Tout comme les socialistes devraient s’opposer aux guerres menées par les États pour des objectifs impérialistes, colonialistes et autoritaires, tout en soutenant le droit de résistance à l’impérialisme indépendamment de l’idéologie des acteurs qui la mènent. Par exemple, dans le cas des guerres lancées par Israël contre le Liban et la bande de Gaza dans le passé, les socialistes devraient être en solidarité avec les peuples dans ces deux territoires et soutenir le droit à la résistance, y compris par des mouvements comme le Hezbollah et le Hamas.

L’impossibilité de faire cela signifie qu’on se met du côté de l’oppresseur contre les opprimés. Cependant, que ce soit dans le cas de notre opposition à la répression ou de la défense du droit à la résistance, cela ne devrait pas se traduire par la création d’illusions, ni un soutien au projet et programme politique des formations fondamentalistes islamiques.

### Travail demandé
A – Dans l'extrait sur la position des socialistes face aux guerres, quels mouvements sont nommés comme exemples de résistance au Liban et dans la bande de Gaza ?
B – Poursuivez l'extrait sur la position des socialistes face aux guerres en reprenant après sa dernière phrase.
Les items ci-dessous proviennent d'une autre source.

### Lignes
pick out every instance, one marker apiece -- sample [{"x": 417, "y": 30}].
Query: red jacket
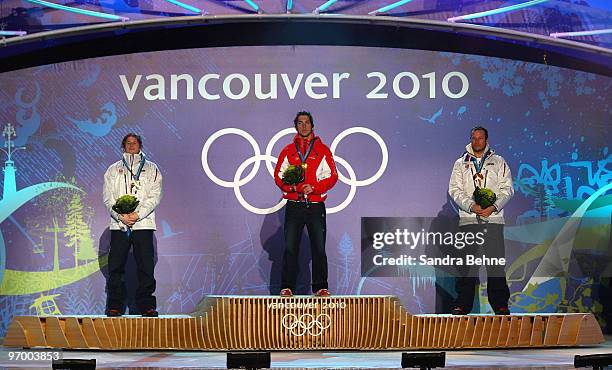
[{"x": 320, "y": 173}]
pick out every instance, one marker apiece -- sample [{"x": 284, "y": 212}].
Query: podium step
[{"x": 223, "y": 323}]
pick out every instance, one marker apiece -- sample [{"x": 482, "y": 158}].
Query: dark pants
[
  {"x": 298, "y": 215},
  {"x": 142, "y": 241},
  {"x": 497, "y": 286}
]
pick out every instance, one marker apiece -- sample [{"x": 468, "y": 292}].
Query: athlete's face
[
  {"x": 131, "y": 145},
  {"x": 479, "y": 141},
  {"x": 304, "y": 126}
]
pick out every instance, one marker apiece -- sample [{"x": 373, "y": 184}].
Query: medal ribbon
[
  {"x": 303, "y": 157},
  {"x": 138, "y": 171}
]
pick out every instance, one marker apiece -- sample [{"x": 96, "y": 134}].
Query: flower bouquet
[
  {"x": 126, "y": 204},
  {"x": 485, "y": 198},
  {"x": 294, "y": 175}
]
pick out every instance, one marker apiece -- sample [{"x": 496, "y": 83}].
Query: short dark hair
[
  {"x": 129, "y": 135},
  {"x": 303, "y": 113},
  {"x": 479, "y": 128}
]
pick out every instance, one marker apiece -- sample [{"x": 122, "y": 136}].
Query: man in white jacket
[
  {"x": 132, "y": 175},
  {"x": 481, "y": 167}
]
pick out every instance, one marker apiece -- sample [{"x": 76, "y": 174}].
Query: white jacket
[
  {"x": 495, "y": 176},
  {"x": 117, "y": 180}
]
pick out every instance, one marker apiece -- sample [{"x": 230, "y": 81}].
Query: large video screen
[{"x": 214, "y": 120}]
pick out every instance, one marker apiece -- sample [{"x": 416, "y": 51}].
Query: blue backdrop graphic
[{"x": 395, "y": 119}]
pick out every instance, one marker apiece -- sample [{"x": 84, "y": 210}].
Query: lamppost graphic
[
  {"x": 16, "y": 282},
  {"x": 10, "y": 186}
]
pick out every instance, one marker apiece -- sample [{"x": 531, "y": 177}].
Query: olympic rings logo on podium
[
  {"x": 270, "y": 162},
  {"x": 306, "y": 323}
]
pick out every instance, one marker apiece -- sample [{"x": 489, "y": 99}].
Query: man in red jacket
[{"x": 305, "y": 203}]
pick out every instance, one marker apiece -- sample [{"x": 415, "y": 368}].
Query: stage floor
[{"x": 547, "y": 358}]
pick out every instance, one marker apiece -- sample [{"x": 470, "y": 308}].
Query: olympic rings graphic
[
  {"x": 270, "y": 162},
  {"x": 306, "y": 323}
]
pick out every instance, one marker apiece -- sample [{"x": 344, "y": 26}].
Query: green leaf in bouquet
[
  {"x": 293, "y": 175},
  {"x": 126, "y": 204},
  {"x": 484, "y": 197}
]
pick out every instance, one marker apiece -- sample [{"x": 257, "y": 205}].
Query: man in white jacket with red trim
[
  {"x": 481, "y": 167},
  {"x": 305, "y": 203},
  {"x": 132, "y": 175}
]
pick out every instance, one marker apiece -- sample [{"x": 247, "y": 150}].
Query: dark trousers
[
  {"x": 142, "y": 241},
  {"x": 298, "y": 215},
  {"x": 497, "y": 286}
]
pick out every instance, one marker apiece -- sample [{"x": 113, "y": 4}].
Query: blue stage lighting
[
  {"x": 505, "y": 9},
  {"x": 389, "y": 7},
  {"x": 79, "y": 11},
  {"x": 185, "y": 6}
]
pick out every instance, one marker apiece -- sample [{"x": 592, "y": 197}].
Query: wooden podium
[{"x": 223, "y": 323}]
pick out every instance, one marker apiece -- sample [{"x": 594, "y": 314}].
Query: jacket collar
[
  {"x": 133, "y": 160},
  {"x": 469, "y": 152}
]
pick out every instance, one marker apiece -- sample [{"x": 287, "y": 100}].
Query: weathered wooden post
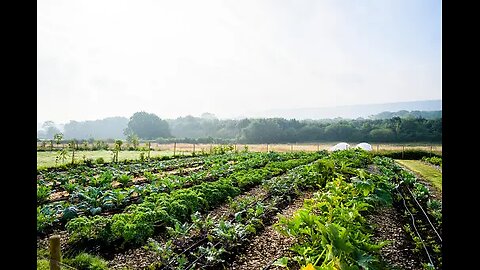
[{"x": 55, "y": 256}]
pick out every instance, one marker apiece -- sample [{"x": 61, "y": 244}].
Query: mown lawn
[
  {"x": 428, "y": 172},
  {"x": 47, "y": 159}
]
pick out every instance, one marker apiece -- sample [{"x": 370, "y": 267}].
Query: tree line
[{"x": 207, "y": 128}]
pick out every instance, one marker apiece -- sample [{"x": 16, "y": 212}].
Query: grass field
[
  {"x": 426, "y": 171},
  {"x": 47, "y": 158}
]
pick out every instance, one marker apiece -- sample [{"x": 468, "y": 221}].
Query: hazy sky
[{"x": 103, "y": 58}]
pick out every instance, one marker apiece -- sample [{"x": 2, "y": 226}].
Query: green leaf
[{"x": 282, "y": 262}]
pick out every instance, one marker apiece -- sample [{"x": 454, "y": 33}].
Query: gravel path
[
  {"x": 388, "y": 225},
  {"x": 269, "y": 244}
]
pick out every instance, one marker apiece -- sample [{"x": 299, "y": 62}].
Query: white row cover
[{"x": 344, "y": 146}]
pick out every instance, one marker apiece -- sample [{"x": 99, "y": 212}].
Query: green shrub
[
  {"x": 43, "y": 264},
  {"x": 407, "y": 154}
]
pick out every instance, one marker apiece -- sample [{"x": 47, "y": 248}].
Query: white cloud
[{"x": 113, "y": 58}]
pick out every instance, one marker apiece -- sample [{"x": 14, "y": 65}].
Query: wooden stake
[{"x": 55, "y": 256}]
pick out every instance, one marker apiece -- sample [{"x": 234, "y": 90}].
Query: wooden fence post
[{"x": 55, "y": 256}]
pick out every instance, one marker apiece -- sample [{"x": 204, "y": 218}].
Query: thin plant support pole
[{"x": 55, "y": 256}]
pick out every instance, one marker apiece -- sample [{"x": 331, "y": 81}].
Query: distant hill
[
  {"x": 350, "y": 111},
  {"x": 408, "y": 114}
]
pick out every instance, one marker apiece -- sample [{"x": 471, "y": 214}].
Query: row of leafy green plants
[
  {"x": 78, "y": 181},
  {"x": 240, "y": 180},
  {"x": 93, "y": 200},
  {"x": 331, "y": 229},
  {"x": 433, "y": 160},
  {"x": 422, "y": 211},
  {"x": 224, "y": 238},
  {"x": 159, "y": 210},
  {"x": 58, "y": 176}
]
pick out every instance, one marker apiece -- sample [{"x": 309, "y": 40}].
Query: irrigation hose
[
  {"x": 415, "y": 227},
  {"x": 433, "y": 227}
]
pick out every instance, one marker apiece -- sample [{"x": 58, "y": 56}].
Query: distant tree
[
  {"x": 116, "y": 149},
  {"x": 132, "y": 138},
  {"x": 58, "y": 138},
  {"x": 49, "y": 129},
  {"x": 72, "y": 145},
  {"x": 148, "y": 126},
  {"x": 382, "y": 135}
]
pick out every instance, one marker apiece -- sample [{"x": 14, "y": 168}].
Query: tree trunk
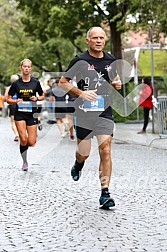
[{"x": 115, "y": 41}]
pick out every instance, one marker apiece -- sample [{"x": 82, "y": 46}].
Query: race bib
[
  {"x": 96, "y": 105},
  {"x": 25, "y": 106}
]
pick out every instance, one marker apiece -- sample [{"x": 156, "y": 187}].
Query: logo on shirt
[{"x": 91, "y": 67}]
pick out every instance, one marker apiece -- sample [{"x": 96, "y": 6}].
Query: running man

### Réponses obtenues
A – Le Hezbollah et le Hamas.

B –
Les socialistes doivent comprendre que se mettre du côté des anciens régimes ne défiera pas le fondamentalisme islamique, mais conservera les conditions créées par l’impérialisme, la dictature et le néolibéralisme, qui ont conduit à leur développement. Nous ne pouvons marginaliser les mouvements fondamentalistes islamiques qu’en construisant la gauche et les mouvements sociaux pour un changement social progressiste. Les socialistes doivent dès lors s’associer aux groupes démocratiques et progressistes sur le terrain qui luttent pour renverser des régimes autoritaires, construire une alternative aux fondamentalistes islamiques, mettre en échec le néolibéralisme et les inégalités de classe et les oppressions sociales, le confessionnalisme et sexisme dont ces mouvements font la promotion. Parallèlement, nous devons nous opposer à toutes les interventions contre-révolutionnaires de toutes les puissances régionales et impérialistes.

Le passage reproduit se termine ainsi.